[start Given records]

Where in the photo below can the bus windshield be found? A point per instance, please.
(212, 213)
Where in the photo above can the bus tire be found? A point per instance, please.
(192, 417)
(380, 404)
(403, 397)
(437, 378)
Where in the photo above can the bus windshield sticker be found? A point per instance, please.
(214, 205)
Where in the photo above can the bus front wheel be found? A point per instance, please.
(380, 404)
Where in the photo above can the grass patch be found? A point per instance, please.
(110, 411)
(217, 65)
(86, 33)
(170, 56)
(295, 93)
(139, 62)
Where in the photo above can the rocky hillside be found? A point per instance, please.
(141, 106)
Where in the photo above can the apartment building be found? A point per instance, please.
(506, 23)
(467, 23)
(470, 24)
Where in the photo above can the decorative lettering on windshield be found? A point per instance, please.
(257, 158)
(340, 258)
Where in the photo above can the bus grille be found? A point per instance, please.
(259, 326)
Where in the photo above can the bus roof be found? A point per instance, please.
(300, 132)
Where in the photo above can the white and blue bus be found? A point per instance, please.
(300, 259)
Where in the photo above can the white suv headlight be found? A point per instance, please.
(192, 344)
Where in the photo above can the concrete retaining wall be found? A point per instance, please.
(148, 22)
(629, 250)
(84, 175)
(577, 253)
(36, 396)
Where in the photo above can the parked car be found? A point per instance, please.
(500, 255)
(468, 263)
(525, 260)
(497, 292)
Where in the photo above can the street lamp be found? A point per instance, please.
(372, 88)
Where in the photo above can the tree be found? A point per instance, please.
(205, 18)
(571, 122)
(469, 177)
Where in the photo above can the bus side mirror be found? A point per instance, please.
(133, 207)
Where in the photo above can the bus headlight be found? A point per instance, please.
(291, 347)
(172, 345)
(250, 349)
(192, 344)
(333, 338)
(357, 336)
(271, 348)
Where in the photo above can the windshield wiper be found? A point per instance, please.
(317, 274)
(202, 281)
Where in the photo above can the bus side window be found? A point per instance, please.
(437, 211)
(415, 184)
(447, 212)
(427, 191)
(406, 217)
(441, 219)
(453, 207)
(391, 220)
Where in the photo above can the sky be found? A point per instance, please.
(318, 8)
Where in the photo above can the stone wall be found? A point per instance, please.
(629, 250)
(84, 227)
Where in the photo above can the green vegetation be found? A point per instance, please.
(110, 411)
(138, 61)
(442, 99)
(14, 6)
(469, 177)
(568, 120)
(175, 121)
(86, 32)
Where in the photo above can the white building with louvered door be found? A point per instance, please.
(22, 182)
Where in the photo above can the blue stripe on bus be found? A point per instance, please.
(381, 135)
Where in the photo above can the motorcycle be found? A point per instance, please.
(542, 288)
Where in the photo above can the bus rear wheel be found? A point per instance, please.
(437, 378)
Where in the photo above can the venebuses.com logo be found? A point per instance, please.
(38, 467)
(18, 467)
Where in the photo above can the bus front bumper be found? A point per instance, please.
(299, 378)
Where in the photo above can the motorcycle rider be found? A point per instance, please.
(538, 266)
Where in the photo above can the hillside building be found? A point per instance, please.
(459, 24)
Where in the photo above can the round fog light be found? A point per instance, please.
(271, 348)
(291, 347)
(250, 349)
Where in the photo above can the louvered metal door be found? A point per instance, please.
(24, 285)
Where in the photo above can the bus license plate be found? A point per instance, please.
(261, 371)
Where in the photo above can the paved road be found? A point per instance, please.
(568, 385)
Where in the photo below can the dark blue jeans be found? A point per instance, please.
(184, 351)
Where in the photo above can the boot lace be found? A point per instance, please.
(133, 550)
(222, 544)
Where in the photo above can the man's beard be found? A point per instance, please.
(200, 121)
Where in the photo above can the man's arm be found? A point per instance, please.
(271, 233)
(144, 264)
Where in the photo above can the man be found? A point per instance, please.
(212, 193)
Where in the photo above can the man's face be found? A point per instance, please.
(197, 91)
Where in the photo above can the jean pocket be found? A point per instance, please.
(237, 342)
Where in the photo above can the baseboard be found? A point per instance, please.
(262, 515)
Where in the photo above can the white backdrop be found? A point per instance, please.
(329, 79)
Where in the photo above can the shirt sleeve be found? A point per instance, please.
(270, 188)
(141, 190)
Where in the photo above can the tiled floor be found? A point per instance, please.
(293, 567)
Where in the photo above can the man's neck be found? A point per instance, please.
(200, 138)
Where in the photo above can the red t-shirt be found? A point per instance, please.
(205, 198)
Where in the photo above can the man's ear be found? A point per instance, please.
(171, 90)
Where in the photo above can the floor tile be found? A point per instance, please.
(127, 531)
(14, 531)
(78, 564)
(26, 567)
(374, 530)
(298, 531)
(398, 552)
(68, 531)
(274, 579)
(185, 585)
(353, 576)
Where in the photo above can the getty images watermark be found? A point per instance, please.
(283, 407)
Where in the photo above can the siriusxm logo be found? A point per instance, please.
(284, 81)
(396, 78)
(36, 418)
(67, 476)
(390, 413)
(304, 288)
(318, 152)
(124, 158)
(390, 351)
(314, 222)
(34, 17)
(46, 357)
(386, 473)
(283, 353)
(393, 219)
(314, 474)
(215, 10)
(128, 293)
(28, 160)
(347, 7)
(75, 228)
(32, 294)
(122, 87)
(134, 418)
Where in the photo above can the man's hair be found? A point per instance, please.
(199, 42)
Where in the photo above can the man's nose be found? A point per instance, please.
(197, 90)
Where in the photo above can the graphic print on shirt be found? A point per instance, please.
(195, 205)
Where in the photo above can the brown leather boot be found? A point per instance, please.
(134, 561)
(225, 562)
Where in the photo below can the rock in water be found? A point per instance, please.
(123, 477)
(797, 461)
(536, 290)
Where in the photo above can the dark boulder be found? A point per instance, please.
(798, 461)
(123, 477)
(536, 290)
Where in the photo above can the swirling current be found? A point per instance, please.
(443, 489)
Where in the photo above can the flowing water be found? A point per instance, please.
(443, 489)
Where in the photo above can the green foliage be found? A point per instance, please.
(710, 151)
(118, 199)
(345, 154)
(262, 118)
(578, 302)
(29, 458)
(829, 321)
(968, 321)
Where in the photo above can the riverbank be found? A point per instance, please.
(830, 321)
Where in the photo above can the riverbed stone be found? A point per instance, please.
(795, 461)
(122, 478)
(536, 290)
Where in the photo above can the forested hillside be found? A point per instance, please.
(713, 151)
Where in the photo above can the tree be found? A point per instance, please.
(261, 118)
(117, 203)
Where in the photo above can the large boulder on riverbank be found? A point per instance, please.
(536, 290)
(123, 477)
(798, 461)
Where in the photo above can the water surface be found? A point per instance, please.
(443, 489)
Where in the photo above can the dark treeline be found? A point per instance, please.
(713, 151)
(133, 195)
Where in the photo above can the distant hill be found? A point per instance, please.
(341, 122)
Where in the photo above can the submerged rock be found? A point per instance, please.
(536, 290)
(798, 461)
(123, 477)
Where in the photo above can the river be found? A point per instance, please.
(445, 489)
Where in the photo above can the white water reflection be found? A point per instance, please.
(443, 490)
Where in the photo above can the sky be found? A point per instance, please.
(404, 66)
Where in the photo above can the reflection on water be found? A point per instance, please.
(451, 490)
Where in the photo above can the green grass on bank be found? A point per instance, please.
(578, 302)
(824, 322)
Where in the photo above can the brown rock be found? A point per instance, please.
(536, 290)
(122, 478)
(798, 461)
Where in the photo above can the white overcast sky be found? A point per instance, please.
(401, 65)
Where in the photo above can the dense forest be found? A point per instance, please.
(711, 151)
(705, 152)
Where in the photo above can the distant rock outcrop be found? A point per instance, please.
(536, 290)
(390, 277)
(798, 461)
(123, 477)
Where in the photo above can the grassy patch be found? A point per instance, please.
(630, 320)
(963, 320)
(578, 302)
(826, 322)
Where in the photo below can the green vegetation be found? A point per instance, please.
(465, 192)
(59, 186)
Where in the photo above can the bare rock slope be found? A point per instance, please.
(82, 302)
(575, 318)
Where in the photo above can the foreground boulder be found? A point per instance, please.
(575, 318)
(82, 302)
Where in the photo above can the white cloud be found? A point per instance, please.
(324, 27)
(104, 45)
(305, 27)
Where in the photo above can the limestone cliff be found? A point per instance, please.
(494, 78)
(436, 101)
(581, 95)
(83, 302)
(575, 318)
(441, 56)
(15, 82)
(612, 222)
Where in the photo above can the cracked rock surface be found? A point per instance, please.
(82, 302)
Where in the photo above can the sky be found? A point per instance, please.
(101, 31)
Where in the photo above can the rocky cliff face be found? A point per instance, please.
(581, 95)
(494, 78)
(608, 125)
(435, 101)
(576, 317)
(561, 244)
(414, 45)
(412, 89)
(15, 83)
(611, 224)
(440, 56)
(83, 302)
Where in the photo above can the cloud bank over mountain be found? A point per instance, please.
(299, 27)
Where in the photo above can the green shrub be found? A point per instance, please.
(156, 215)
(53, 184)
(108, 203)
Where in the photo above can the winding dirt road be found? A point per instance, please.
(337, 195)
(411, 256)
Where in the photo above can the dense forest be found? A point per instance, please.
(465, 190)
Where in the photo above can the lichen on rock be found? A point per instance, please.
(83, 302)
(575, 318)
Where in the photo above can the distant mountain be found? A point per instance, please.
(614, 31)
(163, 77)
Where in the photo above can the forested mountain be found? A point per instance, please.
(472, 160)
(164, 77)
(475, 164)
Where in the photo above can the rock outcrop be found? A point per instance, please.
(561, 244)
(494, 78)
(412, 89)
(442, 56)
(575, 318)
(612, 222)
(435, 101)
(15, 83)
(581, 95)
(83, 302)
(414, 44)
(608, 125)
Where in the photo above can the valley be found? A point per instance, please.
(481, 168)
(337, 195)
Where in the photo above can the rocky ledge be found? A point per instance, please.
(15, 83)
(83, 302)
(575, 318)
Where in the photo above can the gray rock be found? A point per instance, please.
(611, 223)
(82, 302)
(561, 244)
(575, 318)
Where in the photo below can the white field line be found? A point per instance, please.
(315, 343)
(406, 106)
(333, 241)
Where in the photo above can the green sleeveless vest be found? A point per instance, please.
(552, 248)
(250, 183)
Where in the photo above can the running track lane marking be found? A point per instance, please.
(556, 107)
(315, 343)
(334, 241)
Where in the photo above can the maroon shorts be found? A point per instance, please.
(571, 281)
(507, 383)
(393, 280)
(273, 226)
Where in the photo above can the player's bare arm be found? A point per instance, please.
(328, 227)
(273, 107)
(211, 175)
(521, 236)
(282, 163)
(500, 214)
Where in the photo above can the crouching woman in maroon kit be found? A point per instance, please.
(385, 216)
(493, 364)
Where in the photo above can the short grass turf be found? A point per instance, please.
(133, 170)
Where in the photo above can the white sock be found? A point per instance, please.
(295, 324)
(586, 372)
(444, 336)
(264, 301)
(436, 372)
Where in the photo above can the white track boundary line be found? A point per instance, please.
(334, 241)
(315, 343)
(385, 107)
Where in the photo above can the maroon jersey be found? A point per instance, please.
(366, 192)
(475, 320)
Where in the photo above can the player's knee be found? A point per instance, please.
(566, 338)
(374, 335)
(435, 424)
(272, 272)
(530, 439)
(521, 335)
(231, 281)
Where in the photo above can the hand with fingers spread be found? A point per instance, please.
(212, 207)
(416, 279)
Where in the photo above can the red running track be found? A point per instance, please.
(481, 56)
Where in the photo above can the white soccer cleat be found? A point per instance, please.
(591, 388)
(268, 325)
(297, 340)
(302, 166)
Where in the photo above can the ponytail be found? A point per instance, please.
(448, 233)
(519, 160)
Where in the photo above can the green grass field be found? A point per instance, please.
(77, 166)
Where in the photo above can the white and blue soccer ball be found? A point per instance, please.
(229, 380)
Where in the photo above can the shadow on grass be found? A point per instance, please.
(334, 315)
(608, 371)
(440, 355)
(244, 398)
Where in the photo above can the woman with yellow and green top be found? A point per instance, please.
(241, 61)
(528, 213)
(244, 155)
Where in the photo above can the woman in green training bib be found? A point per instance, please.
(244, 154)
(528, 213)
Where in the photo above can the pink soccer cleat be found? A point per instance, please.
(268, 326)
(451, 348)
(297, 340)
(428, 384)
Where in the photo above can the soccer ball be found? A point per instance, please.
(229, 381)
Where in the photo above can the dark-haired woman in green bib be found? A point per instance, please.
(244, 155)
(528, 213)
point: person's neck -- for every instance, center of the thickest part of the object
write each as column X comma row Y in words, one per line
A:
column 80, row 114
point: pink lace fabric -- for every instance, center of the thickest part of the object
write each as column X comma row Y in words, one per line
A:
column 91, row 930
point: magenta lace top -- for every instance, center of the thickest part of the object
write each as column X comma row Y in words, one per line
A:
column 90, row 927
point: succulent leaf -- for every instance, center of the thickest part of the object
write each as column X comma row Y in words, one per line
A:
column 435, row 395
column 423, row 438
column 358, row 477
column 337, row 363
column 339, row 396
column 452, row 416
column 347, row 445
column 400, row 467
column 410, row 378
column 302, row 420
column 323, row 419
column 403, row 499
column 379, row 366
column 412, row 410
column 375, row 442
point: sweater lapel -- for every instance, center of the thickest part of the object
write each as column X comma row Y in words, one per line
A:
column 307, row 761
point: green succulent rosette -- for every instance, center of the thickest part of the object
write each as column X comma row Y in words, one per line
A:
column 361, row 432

[end Given records]

What this task involves
Repeat, exactly and only, the lines above from the one containing "Where in the photo above can the woman in" through the end of the material.

Solved problem
Where in the photo above can the woman in green training bib be found? A point per instance, please.
(244, 154)
(528, 213)
Where in the photo above can the pink soccer cleat be found? A point per instance, please.
(268, 326)
(451, 348)
(297, 340)
(428, 384)
Where in the photo above can the soccer ball be found? A point per instance, please.
(229, 381)
Where in the photo above can the dark-haired woman in green bib be found? A point per instance, please.
(244, 155)
(528, 213)
point: person's neck -- for every instance, center of the thickest part of the object
write each as column X comma row Y in words, one per line
A:
column 80, row 114
point: pink lace fabric -- for every instance, center of the thickest part of the object
write each as column X comma row Y in words, one per line
A:
column 91, row 930
point: magenta lace top -- for every instance, center of the thickest part of the object
write each as column X comma row Y in words, one per line
A:
column 90, row 927
point: succulent leaf -- for every instance, center of the thickest part of the object
write each as column X comma row Y in words, one per line
A:
column 435, row 395
column 423, row 438
column 358, row 477
column 337, row 363
column 339, row 396
column 452, row 416
column 347, row 445
column 400, row 467
column 410, row 378
column 302, row 420
column 323, row 419
column 403, row 499
column 379, row 366
column 412, row 410
column 375, row 442
point: sweater lapel -- for every instance, center of the thickest part of the object
write each as column X comma row Y in words, one per line
A:
column 307, row 761
point: green succulent rosette -- for every instance, center of the thickest part of the object
write each as column X comma row Y in words, one per line
A:
column 361, row 432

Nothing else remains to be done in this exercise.